Née à Paris le 28 décembre 1973, Joy Sorman est la fille de l’écrivain et essayiste Guy Sorman. Après l’obtention du CAPES en philosophie en 1997, elle enseigne brièvement dans un lycée de Montbéliard avant de se réorienter. En 2005, elle fait une entrée remarquée en littérature avec son premier roman « Boys, Boys, Boys », un manifeste pour un « féminisme viril » qui remporte le prix de Flore.
Ses œuvres suivantes abordent des thématiques diverses : le rap avec « Du bruit » (2007) consacré au groupe NTM, l’urbanisme avec « Gros œuvre » (2009) et « Paris Gare du Nord » (2011), les relations homme-animal dans « Comme une bête » (2012, prix François-Mauriac de l’Académie française) et « La peau de l’ours » (2014). Son écriture se caractérise par un goût prononcé pour l’immersion et le mélange des genres entre fiction et documentation.
Parallèlement à son activité d’écrivaine, Joy Sorman mène une carrière dans les médias comme chroniqueuse de télévision et animatrice radio (Paris Première, Canal+, France Inter, Mediapart). En 2021, elle publie « À la folie » chez Flammarion, synthèse d’une année d’observation dans un service psychiatrique. « Le témoin » paraît en janvier 2024, fruit d’un an de suivi d’audiences au palais de Justice de Paris.
Voici notre sélection de ses livres majeurs.
1. À la folie (2021)
Disponible sur Amazon Disponible à la Fnac
Résumé
Pendant une année entière, chaque mercredi, Joy Sorman s’immerge dans le pavillon 4B d’un hôpital psychiatrique de la région parisienne. Dès son arrivée, une atmosphère singulière la saisit : chaleur étouffante, odeurs tenaces de médicaments et de détergents, bruit incessant des clés dans les serrures. Dans cet espace clos aux murs immaculés défilent des existences fracturées, que l’écrivaine découvre avec une empathie dénuée de tout jugement.
Elle y rencontre Franck, qui fait des séjours réguliers depuis plus de vingt ans et rêve de s’évader sur le dos d’un orang-outan. Maria, « aux yeux vert et or de serpent », se présente comme une sorcière et affirme pouvoir guérir les malades. Youcef, qui se prend tantôt pour le soldat inconnu tantôt pour un agent de la DGSE, incarne à lui seul toute la cohorte des « têtes brisées ». Robert, le doyen, vit là depuis trente-cinq ans. Jessica s’est tellement fondue dans le paysage hospitalier que « sa peau a maintenant la carnation blanc d’œuf des murs ». Arthur, grand mélancolique, représente peut-être la forme la plus extrême de souffrance psychique.
Le quotidien s’organise autour de rituels immuables : distribution des médicaments, repas à heures fixes, pauses cigarettes chronométrées. Les soignants tentent de maintenir un semblant d’humanité malgré des moyens toujours plus restreints. Catherine, infirmière de longue date, pose un regard lucide sur l’évolution de sa profession. Barnabé considère son métier comme celui d’un « veilleur ou d’un démineur ». Adrienne, agent de service hospitalier depuis trente-cinq ans, proclame son amour des fous et s’habille de couleurs vives pour leur apporter un peu de joie.

CONSIGNES DE L'EXERCICE:
1. Résumez le paragraphe de l'extrait qui commence par « Parallèlement à son activité d’écrivaine », en gardant ses faits principaux.
2. D'après l'extrait, quel prix le premier roman de Joy Sorman a-t-il remporté ?
3. Recopiez le passage de l'extrait compris entre « Née à Paris » et « fiction et documentation. », bornes incluses.

DONNÉES FOURNIES:
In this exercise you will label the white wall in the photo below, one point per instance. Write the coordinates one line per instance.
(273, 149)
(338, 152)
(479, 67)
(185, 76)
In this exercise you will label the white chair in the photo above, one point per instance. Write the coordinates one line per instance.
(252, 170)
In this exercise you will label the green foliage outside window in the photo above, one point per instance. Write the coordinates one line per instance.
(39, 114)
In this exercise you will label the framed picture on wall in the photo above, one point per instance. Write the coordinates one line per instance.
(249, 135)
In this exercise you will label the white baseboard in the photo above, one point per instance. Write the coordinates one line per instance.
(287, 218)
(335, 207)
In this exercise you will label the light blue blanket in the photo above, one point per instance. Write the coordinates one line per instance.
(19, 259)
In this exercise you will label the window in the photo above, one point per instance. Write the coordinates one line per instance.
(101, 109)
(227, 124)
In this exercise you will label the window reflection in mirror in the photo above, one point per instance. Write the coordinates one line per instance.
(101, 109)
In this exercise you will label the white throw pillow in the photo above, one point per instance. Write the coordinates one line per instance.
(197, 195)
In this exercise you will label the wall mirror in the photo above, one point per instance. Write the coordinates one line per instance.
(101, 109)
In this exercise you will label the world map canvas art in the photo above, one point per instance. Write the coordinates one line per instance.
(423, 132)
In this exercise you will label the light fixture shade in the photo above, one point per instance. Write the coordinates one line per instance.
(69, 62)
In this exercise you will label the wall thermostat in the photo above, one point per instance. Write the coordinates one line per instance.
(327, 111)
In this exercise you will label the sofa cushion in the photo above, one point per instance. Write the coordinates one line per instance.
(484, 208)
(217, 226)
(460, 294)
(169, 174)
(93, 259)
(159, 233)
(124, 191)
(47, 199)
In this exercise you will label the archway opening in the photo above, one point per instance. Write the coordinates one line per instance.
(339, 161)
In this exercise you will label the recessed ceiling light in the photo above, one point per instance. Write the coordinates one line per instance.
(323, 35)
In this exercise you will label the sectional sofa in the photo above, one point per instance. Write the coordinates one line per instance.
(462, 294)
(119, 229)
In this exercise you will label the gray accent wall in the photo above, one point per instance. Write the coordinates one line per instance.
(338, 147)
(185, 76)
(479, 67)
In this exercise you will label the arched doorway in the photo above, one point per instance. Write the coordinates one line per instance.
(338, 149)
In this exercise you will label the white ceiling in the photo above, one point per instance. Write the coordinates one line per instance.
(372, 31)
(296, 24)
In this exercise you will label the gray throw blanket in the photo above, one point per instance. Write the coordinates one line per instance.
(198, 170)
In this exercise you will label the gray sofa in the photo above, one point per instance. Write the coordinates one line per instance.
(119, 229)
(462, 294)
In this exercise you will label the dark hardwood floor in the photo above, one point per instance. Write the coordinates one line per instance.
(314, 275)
...
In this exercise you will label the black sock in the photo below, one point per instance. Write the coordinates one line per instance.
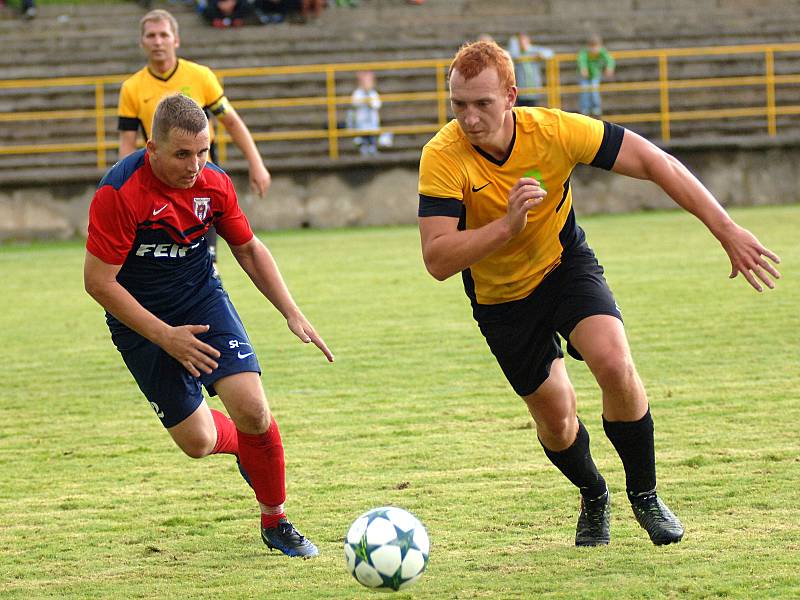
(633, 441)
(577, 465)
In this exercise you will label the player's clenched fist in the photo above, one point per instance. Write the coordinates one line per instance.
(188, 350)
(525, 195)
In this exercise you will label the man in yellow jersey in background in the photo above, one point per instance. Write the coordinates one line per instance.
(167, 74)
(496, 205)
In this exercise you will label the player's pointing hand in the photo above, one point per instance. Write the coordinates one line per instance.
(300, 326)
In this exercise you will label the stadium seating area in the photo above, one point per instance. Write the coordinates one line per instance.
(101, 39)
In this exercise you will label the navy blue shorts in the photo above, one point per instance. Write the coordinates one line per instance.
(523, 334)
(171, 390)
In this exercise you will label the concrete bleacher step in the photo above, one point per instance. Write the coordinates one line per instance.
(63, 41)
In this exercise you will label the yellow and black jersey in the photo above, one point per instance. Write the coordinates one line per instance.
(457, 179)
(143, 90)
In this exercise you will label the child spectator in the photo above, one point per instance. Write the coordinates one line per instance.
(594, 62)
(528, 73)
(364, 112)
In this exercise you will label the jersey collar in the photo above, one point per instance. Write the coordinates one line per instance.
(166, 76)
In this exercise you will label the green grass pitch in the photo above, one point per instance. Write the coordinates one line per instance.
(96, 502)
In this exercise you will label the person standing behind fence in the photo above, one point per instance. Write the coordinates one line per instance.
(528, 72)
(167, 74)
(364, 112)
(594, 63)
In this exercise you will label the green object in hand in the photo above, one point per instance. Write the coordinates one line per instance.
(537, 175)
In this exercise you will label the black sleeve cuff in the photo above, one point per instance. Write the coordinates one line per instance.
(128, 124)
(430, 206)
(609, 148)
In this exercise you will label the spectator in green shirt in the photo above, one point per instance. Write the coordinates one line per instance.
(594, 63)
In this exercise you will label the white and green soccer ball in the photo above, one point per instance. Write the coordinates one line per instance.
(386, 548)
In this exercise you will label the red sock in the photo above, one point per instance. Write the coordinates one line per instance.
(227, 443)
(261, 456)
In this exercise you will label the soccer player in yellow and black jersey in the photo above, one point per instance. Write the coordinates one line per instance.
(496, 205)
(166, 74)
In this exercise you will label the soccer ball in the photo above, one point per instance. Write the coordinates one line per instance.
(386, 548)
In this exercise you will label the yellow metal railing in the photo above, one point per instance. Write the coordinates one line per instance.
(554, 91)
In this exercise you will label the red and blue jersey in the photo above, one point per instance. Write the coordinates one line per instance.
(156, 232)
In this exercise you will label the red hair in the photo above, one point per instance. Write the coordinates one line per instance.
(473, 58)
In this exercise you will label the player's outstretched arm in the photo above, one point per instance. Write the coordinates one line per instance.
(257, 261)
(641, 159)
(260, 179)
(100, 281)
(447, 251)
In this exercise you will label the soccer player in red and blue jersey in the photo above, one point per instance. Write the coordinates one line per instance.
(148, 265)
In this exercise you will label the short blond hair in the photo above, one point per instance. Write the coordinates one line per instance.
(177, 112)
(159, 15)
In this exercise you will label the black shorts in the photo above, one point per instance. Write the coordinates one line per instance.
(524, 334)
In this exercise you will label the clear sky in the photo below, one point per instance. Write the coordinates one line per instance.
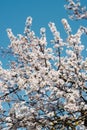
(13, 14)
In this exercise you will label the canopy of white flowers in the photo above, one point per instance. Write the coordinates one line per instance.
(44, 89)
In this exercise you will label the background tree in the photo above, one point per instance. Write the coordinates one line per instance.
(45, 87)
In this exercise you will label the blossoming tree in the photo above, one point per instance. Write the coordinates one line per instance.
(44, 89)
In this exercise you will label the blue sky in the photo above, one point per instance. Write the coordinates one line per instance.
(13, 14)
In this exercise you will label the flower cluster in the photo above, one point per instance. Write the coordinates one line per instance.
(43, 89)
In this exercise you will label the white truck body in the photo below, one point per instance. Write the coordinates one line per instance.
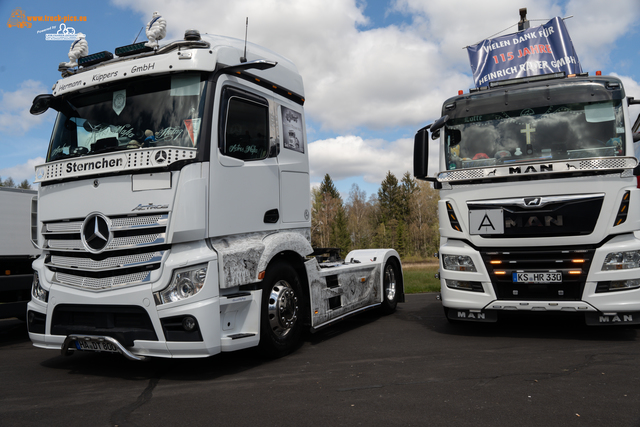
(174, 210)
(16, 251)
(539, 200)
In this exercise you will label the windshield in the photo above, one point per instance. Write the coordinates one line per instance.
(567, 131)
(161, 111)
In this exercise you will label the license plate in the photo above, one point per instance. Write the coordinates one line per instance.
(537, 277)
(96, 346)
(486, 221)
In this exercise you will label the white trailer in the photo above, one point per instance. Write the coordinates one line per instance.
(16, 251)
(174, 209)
...
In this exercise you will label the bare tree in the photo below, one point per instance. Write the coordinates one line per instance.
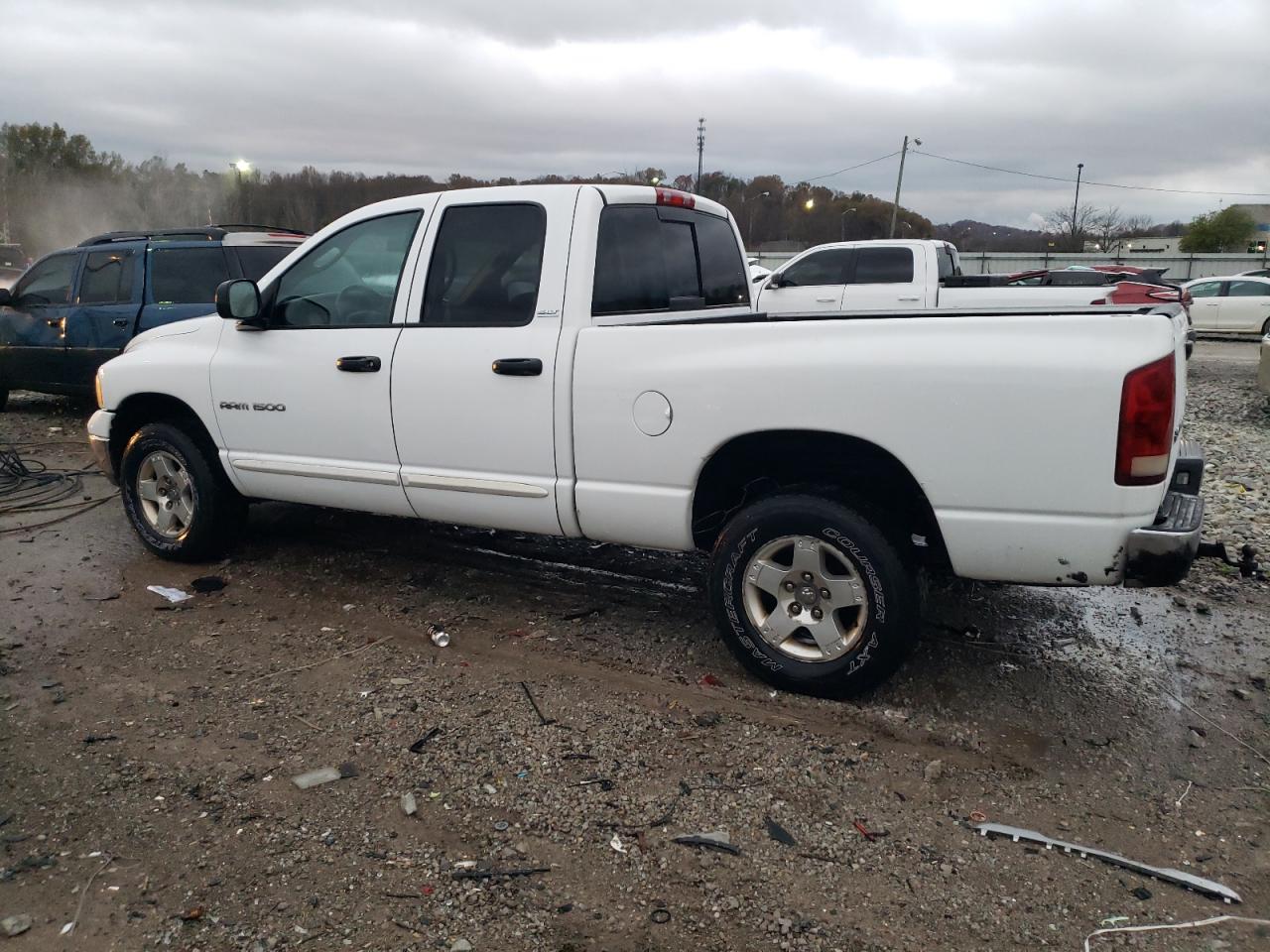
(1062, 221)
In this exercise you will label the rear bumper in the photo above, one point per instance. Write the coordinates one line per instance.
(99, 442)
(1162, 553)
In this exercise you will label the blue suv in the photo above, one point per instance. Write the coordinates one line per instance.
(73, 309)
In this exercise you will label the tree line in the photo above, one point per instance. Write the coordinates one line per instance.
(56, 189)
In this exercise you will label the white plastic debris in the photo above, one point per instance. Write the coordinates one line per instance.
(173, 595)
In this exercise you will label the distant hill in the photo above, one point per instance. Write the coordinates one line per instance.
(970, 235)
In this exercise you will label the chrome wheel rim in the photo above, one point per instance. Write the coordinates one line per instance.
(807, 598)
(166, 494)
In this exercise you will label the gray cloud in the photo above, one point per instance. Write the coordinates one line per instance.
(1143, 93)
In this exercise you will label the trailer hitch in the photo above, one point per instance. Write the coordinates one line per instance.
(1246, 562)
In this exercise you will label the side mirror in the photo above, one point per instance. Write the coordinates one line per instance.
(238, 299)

RÉPONSES PAR TÂCHE:
1. Joy Sorman travaille aussi dans les médias, comme chroniqueuse de télévision et animatrice radio (Paris Première, Canal+, France Inter, Mediapart). En 2021, elle publie chez Flammarion « À la folie », tiré d'une année d'observation en service psychiatrique. En janvier 2024 paraît « Le témoin », issu d'un an de suivi d'audiences au palais de Justice de Paris.

2. Le prix de Flore.

3.
Née à Paris le 28 décembre 1973, Joy Sorman est la fille de l’écrivain et essayiste Guy Sorman. Après l’obtention du CAPES en philosophie en 1997, elle enseigne brièvement dans un lycée de Montbéliard avant de se réorienter. En 2005, elle fait une entrée remarquée en littérature avec son premier roman « Boys, Boys, Boys », un manifeste pour un « féminisme viril » qui remporte le prix de Flore.
Ses œuvres suivantes abordent des thématiques diverses : le rap avec « Du bruit » (2007) consacré au groupe NTM, l’urbanisme avec « Gros œuvre » (2009) et « Paris Gare du Nord » (2011), les relations homme-animal dans « Comme une bête » (2012, prix François-Mauriac de l’Académie française) et « La peau de l’ours » (2014). Son écriture se caractérise par un goût prononcé pour l’immersion et le mélange des genres entre fiction et documentation.